Copy the lines below word for word, starting at the line that contains "Q: For the black necktie" and ending with the last line.

• **Exercise inputs**
* * * *

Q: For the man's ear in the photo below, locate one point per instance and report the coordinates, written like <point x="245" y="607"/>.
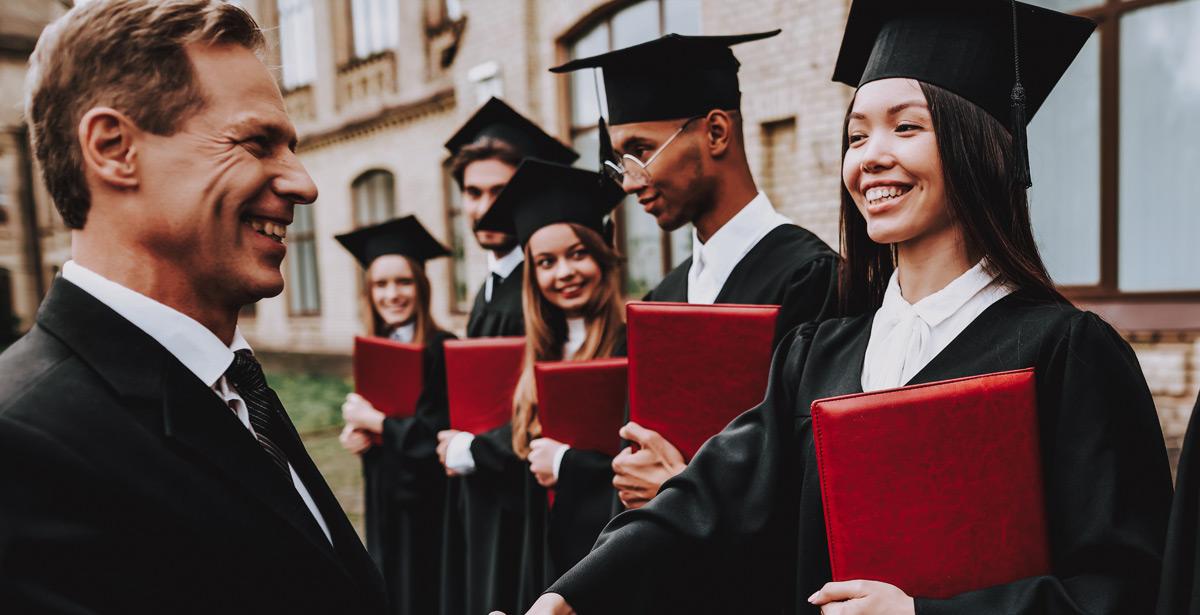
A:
<point x="719" y="132"/>
<point x="106" y="137"/>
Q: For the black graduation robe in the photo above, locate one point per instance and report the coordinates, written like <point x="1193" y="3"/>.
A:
<point x="484" y="511"/>
<point x="405" y="490"/>
<point x="748" y="507"/>
<point x="1181" y="574"/>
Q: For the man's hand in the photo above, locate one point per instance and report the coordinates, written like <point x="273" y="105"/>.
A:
<point x="353" y="440"/>
<point x="862" y="597"/>
<point x="541" y="460"/>
<point x="444" y="439"/>
<point x="360" y="415"/>
<point x="640" y="475"/>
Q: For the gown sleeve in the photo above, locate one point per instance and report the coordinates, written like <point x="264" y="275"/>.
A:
<point x="733" y="493"/>
<point x="1107" y="481"/>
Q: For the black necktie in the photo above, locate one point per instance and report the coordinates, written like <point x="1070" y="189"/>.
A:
<point x="265" y="415"/>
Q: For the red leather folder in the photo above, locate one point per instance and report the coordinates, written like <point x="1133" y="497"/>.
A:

* * * *

• **Result for this exercise**
Q: For the black necktie in the photo above, locate one point per instance and report the coordinates, written like <point x="1070" y="189"/>.
A:
<point x="265" y="415"/>
Q: For the red leather folder in the photo above, locate one point per instance and report the coordinates, written like <point x="1133" y="497"/>.
A:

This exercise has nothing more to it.